* **CHALLENGE**:
Do not copy the pictures; transcribe all other material exactly.
* start RECORDS FOR THIS EXERCISE *
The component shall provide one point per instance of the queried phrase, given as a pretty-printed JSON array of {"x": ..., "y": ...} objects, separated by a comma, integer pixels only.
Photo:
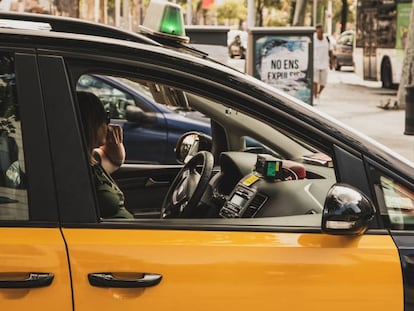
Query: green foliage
[{"x": 231, "y": 10}]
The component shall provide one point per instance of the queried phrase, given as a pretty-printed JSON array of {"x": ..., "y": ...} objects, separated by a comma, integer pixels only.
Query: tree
[
  {"x": 408, "y": 63},
  {"x": 260, "y": 5},
  {"x": 231, "y": 10}
]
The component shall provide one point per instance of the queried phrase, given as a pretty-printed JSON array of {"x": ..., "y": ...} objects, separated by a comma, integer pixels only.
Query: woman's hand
[
  {"x": 113, "y": 152},
  {"x": 114, "y": 135}
]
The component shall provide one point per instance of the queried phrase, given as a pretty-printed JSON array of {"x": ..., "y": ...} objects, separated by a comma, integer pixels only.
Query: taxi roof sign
[{"x": 165, "y": 19}]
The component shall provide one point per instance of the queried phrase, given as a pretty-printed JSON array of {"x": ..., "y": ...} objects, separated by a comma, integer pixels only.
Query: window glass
[
  {"x": 114, "y": 100},
  {"x": 13, "y": 194},
  {"x": 297, "y": 178},
  {"x": 399, "y": 203}
]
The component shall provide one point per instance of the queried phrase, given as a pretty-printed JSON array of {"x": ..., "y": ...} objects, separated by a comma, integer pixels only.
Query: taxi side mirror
[{"x": 346, "y": 211}]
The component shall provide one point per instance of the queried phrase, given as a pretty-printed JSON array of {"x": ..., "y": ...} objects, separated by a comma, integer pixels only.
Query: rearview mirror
[
  {"x": 189, "y": 144},
  {"x": 346, "y": 211},
  {"x": 137, "y": 115}
]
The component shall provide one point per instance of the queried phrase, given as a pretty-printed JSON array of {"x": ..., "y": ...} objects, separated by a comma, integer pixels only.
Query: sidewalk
[{"x": 355, "y": 102}]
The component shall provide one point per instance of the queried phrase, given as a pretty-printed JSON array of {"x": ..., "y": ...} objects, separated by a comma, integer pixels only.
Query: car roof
[
  {"x": 113, "y": 43},
  {"x": 59, "y": 24},
  {"x": 72, "y": 25}
]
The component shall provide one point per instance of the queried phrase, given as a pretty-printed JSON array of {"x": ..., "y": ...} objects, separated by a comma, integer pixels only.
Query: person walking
[{"x": 322, "y": 61}]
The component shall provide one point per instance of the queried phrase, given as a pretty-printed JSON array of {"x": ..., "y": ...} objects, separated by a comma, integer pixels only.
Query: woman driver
[{"x": 106, "y": 154}]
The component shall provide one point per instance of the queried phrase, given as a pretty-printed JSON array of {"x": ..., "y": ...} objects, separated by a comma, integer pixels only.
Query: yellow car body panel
[
  {"x": 236, "y": 270},
  {"x": 40, "y": 250}
]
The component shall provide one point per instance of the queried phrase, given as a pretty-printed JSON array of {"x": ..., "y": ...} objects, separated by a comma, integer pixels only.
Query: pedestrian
[{"x": 322, "y": 61}]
* end RECORDS FOR THIS EXERCISE *
* **ANSWER**:
The component shall provide one point per instance of the queried phrase, given as a pretty-printed JSON array of {"x": ..., "y": ...} objects, separated by a comma, integer pixels only.
Photo:
Query: green foliage
[{"x": 231, "y": 10}]
The component shall provide one point per instance of the queried phrase, given as a pretty-printed JSON array of {"x": ..., "y": ...} objects, separated by a comma, integer pixels only.
Query: tree
[
  {"x": 408, "y": 63},
  {"x": 260, "y": 5},
  {"x": 231, "y": 10}
]
The component shall provide one point per instance of the queried phrase, given as a pretty-printed JSON array of {"x": ..., "y": ...} objects, separated by a comma, integer pixels only.
Query: woman's hand
[
  {"x": 113, "y": 152},
  {"x": 114, "y": 135}
]
The component shall provide one point per instance of the queried phrase, given as a pretty-printed JSON array of {"x": ..., "y": ...} objects, separated by a comma, integer pixels only.
Query: taxi roof sign
[{"x": 165, "y": 19}]
The component shall provide one point per instance of the queried phrase, given as a pretty-printed JSON array of {"x": ..., "y": ...} objects, separated by a comma, integer pixels only.
Query: window glass
[
  {"x": 114, "y": 100},
  {"x": 13, "y": 194},
  {"x": 297, "y": 178},
  {"x": 399, "y": 203}
]
The component shall provide one point per instance of the queried phrase, given as a pretty-printed JSON array of {"x": ..., "y": ...} objects, separated by a comma, integer pixels only.
Query: taxi side mirror
[{"x": 346, "y": 211}]
The component shall provide one point per instance of the queried phrase, given as a pretty-printed JSON array of {"x": ..., "y": ...} objects, separated by a comma, integer pixels only.
Query: rearview mirror
[
  {"x": 189, "y": 144},
  {"x": 346, "y": 211},
  {"x": 137, "y": 115}
]
The component shall provide one point per instance of the queried phrase, given as a pretty-printed JSON array of {"x": ..., "y": ...} objects, separated by a comma, integer pixels only.
Query: sidewalk
[{"x": 355, "y": 102}]
The component shall provide one point per instance of the queried phrase, given as a pretty-printed JSON array of {"x": ..., "y": ...} objects, separated by a comma, integer pixels only.
Query: car roof
[
  {"x": 113, "y": 43},
  {"x": 59, "y": 24},
  {"x": 72, "y": 25}
]
The component shall provide one point per instance of the queried phrase, given as a pretty-printed JSON array of {"x": ..., "y": ...} objects, separated by a comma, integer pixels only.
Query: person walking
[{"x": 322, "y": 61}]
The component shall provide one point per instance of the queried phrase, given as a pretty-printed JSON array of {"x": ..., "y": ...} objects, separated by a comma, integer pixels only.
Query: woman driver
[{"x": 106, "y": 154}]
The component shall provide one point per instance of the queried phrase, given as a pretty-printed JSON array of {"x": ..., "y": ...} objects, separated by a comma, integer pixels only.
Query: yellow car body panel
[
  {"x": 236, "y": 270},
  {"x": 40, "y": 250}
]
The component shall provide one point per instance of the queried phrase, given as a pretty-printed JSON array of {"x": ..., "y": ...} objects, separated by a comma, integer pixels only.
Query: pedestrian
[{"x": 322, "y": 61}]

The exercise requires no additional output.